DATA ENTRIES —
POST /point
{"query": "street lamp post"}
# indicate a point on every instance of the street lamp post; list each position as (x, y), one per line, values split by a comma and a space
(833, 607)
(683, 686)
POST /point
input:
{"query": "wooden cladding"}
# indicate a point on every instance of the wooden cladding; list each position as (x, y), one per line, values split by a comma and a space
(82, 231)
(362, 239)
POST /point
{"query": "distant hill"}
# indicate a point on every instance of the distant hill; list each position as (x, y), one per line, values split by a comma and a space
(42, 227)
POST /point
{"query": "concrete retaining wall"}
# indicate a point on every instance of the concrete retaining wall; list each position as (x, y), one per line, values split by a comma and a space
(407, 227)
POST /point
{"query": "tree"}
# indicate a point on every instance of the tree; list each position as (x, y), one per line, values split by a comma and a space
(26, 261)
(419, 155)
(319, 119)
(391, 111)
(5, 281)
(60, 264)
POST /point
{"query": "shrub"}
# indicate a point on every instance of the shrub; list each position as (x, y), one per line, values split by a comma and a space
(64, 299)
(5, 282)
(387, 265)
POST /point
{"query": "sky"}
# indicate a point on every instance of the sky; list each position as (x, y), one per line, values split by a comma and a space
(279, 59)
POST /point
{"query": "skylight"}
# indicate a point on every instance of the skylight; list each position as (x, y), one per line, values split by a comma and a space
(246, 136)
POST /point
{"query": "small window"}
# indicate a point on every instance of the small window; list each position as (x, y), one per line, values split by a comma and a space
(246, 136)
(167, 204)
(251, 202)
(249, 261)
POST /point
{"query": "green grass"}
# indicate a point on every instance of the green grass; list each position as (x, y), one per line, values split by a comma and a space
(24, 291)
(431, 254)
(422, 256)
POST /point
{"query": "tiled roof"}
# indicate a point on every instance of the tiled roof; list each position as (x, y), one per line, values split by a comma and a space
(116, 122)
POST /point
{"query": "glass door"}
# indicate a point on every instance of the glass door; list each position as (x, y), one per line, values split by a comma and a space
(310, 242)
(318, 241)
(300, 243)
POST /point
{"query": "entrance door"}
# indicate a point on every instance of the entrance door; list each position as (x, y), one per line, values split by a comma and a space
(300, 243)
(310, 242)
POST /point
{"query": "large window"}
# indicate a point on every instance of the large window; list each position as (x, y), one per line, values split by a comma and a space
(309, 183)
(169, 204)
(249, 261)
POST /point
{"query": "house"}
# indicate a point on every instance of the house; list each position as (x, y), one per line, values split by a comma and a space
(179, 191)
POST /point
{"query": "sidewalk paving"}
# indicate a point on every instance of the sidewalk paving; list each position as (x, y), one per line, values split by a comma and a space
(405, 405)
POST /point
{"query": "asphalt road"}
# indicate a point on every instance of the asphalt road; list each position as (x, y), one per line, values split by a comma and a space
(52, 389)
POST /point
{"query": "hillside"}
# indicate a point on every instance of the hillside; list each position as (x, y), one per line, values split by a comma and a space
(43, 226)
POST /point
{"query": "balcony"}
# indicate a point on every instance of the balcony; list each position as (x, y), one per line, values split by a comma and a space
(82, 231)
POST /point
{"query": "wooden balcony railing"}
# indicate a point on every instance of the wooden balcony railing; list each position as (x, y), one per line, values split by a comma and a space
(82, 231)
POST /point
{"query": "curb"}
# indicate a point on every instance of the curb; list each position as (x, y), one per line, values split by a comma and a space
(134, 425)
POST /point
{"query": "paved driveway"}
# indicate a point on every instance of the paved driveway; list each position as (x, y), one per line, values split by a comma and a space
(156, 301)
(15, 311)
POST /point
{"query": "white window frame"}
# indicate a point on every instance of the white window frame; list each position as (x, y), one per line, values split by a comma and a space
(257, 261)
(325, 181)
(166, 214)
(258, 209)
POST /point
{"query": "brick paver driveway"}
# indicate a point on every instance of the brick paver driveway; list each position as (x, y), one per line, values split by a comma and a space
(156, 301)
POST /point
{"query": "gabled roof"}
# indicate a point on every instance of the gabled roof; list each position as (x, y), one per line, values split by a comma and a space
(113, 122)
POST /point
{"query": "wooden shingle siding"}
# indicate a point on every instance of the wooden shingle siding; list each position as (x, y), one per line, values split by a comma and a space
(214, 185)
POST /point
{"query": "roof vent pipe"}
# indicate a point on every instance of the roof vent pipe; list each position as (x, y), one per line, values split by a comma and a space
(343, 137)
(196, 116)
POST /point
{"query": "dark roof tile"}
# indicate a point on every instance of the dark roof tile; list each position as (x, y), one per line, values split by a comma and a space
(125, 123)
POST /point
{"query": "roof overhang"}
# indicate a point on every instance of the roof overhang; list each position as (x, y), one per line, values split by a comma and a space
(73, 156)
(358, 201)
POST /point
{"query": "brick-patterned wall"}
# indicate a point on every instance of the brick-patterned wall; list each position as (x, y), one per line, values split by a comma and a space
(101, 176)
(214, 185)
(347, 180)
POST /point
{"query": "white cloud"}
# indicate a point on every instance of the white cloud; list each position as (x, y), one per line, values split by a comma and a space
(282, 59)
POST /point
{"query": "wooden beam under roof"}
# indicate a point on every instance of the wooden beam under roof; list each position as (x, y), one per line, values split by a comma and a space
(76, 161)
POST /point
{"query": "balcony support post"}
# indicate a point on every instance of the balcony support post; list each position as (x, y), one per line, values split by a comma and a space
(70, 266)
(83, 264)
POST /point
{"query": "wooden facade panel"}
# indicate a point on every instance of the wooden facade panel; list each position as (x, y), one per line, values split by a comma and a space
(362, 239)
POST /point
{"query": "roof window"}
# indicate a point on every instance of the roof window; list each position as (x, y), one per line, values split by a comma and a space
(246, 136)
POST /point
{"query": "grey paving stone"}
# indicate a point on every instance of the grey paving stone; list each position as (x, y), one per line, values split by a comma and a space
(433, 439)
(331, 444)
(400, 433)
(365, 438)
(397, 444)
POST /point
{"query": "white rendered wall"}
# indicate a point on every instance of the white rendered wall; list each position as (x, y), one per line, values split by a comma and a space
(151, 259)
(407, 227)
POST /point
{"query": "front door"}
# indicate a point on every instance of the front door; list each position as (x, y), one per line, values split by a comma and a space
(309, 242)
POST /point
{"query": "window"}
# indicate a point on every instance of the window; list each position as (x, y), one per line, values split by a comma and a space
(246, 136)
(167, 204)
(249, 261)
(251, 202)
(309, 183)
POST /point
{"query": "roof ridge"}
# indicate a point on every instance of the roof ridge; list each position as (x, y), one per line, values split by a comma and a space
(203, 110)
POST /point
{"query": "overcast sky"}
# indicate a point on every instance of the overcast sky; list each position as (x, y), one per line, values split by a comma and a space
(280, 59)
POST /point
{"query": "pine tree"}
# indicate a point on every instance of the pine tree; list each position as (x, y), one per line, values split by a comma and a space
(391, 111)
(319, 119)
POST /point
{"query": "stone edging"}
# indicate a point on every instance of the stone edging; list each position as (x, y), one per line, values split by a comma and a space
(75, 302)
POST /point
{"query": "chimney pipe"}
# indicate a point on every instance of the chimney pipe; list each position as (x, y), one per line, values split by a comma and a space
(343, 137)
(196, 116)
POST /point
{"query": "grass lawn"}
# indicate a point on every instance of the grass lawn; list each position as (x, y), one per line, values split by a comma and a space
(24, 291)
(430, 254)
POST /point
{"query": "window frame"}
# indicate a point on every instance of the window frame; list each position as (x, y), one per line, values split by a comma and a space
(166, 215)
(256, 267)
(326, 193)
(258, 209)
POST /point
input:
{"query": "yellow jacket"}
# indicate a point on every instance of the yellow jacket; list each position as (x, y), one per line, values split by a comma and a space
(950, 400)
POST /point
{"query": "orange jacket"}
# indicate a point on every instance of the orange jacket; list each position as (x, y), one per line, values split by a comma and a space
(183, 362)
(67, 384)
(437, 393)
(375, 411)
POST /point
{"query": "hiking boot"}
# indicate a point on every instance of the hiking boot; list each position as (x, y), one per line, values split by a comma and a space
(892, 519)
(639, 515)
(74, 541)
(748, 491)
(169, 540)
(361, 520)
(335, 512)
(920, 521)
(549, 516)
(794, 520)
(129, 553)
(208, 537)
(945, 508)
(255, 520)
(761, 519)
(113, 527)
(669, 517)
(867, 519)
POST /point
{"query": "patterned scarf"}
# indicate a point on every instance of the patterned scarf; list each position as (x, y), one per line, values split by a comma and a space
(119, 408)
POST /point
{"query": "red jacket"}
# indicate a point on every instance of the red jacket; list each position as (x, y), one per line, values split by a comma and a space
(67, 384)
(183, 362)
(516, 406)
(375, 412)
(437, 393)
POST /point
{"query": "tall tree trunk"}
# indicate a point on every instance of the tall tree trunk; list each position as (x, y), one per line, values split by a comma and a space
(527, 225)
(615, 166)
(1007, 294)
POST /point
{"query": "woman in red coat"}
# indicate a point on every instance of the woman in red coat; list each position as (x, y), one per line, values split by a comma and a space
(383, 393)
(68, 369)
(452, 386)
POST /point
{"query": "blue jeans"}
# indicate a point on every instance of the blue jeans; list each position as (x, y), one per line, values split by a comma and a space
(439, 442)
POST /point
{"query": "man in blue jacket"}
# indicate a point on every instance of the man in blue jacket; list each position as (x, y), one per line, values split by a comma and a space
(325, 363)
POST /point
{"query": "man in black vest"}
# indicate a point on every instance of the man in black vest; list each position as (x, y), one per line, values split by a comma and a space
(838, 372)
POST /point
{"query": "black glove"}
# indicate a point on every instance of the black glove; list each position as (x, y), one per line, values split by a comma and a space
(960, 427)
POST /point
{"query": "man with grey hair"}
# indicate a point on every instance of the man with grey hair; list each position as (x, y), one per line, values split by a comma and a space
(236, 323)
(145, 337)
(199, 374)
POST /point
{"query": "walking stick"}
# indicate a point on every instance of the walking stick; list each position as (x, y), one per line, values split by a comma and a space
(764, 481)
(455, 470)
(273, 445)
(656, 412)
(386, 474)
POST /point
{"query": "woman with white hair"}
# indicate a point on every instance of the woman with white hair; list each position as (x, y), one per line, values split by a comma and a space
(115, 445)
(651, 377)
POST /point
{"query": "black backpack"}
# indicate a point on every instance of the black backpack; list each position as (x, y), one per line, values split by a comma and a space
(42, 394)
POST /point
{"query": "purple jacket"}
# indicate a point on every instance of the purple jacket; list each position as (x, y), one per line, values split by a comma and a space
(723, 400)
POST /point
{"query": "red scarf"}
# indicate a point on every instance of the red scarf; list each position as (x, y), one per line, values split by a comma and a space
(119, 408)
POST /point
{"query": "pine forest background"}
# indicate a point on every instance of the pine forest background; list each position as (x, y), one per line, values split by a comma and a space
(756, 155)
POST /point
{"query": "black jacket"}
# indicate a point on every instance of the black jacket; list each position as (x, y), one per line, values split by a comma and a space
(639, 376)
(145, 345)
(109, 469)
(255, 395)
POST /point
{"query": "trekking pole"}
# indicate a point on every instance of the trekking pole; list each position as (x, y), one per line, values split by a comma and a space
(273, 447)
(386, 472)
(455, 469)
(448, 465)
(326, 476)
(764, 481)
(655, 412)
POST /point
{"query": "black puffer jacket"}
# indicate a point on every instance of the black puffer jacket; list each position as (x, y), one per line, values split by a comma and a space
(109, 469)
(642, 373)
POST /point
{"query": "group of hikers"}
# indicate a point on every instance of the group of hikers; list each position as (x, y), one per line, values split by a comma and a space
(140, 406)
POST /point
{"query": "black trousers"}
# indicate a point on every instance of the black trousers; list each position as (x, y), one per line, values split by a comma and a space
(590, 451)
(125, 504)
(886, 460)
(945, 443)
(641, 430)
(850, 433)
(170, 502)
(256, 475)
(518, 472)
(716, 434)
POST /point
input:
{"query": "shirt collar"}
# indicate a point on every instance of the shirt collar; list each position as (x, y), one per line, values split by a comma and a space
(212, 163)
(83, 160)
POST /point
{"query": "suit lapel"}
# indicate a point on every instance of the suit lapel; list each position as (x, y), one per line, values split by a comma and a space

SHORT PROBLEM —
Find every line in the listing above that contains the word "balcony" and copy each one. Case counts.

SOLUTION FOR THIS EXERCISE —
{"query": "balcony"}
# indicate a point on every instance of the balcony; list each position as (x, y), one per line, values split by a comma and a space
{"query": "wooden balcony railing"}
# indicate a point on every instance of the wooden balcony railing; list each position as (x, y), one per line, values split by a comma and a space
{"query": "balcony support post"}
# indicate a point on every instance of the balcony support post; list each position as (x, y), one per line, values split by a comma and a space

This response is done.